§ **THE EXERCISE**
Each line that follows is to be retyped exactly.

§ **GIVEN ENTRIES**
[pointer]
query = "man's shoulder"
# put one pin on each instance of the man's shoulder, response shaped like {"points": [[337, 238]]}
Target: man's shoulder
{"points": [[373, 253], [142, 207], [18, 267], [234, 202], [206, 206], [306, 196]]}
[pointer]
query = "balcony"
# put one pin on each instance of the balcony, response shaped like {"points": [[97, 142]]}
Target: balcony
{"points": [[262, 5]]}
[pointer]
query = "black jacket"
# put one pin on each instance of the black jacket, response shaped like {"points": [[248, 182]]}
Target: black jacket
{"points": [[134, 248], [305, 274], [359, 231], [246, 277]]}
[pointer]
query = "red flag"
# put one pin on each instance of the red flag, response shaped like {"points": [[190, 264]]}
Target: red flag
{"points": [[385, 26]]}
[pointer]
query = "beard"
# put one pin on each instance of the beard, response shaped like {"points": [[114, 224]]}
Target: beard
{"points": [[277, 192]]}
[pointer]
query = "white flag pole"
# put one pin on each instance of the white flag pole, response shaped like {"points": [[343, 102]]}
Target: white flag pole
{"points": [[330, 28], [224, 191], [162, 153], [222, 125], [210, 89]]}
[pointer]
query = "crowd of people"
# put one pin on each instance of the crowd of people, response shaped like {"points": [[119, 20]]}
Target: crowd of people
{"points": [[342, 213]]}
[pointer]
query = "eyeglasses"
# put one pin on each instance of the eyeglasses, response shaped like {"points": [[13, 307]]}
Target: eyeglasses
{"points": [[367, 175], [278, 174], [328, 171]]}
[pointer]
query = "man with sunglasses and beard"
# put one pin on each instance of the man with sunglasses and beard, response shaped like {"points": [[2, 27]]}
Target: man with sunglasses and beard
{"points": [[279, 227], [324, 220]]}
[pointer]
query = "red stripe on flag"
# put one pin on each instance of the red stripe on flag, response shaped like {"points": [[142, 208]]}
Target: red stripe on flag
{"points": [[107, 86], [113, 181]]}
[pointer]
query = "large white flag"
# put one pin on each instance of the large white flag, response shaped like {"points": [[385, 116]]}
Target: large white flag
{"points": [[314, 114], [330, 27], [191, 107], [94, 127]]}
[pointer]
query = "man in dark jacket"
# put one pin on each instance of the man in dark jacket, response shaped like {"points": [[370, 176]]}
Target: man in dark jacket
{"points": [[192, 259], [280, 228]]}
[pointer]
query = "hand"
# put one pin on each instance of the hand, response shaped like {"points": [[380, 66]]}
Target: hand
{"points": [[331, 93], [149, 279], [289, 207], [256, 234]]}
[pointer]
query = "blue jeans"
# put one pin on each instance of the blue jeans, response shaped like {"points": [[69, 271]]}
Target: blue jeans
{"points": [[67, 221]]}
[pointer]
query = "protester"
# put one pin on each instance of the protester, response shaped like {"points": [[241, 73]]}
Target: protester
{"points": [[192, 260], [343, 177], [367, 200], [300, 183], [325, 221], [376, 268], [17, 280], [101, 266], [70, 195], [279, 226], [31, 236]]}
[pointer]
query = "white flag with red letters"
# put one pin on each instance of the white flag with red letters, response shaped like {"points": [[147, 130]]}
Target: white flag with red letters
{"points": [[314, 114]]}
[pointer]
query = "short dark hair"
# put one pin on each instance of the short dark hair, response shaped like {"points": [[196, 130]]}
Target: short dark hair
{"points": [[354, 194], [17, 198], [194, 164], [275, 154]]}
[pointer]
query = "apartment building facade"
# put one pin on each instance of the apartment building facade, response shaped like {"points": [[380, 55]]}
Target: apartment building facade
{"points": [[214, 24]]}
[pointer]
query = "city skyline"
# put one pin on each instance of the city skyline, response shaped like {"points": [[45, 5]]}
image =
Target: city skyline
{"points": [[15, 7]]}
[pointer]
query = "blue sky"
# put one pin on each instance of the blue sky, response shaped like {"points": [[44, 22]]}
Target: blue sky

§ **REPLY**
[pointer]
query = "man's shoulder"
# put one pin on each instance of the man's shoulder, response shaped like {"points": [[337, 238]]}
Target: man's shoulder
{"points": [[373, 253], [142, 207], [18, 267], [234, 202], [206, 206], [306, 196]]}
[pointer]
query = "balcony"
# put one pin on each instance of the balcony, response shaped like {"points": [[97, 142]]}
Target: balcony
{"points": [[262, 5]]}
[pointer]
query = "black jacket"
# put one pin on each instance of the black jacket, response shaped like {"points": [[248, 182]]}
Target: black jacket
{"points": [[134, 248], [305, 274], [359, 231], [246, 277]]}
[pointer]
query = "red flag"
# put one pin on each instance of the red flag, response shaped like {"points": [[190, 264]]}
Target: red flag
{"points": [[385, 26]]}
[pointer]
query = "beard"
# put one pin on each instance of the beard, response shaped like {"points": [[114, 224]]}
Target: beard
{"points": [[277, 192]]}
[pointer]
query = "white flag pole"
# put one pin on each instance of the white flag pole, response shaped like {"points": [[343, 102]]}
Target: white flag pole
{"points": [[330, 28], [224, 191], [162, 153], [222, 125], [210, 89]]}
[pointer]
query = "crowd of people"
# put one pin on each instance of the crowd of people, response shaped like {"points": [[119, 20]]}
Target: crowd of people
{"points": [[342, 213]]}
[pointer]
query = "eyeglasses"
# put one pin on each instance of the eyeglasses, response shaped like {"points": [[13, 307]]}
Target: eyeglasses
{"points": [[367, 175], [278, 174], [328, 171]]}
[pointer]
query = "man with sunglasses and beard"
# put one pin on each instance of the man with sunglasses and beard, response shaped like {"points": [[2, 27]]}
Target: man with sunglasses and beard
{"points": [[279, 227], [324, 220]]}
[pointer]
query = "red stripe on flag"
# put one pin on each instance of the red stripe on flag, response shaped like {"points": [[142, 208]]}
Target: red stripe on flag
{"points": [[107, 86], [113, 181]]}
[pointer]
query = "large white flag"
# put one pin on each instance of the large white flag, response shaped like {"points": [[385, 116]]}
Target: large white flag
{"points": [[314, 114], [330, 27], [191, 107], [94, 127]]}
[pointer]
query = "man in dark jacket"
# put one pin on each instance of the man in dark jacket, response shaped like {"points": [[370, 176]]}
Target: man in dark jacket
{"points": [[192, 259], [280, 228]]}
[pointer]
query = "hand"
# put one pin on each instance of the hand, response shaped like {"points": [[380, 66]]}
Target: hand
{"points": [[331, 93], [149, 279], [289, 207], [256, 234]]}
[pointer]
query = "blue jeans"
# put one pin on each instance of the blue jeans, response shaped like {"points": [[69, 271]]}
Target: blue jeans
{"points": [[67, 221]]}
[pointer]
query = "protester"
# put one pin on each instance of the protester, response shaped like {"points": [[241, 73]]}
Target: protester
{"points": [[192, 260], [343, 177], [367, 200], [300, 183], [325, 221], [376, 268], [17, 280], [101, 266], [70, 195], [279, 226], [31, 236]]}
[pointer]
query = "white flag with red letters"
# put one pin on each instance of the white flag with red letters, response shaped like {"points": [[147, 130]]}
Target: white flag with red letters
{"points": [[314, 114]]}
[pointer]
query = "short dark hair"
# put one pin on each instance of the short dark hair, response shaped like {"points": [[196, 130]]}
Target: short dark hair
{"points": [[354, 194], [17, 198], [194, 164], [275, 154]]}
[pointer]
query = "apartment building facade"
# put one pin on each instance of the apartment building facade, response shaped like {"points": [[380, 55]]}
Target: apartment building facade
{"points": [[214, 24]]}
[pointer]
query = "city skyline"
# put one pin on each instance of the city skyline, response shaped like {"points": [[45, 5]]}
image =
Target: city skyline
{"points": [[15, 7]]}
[pointer]
query = "blue sky"
# put one pin on each instance of the blue sky, response shaped like {"points": [[44, 22]]}
Target: blue sky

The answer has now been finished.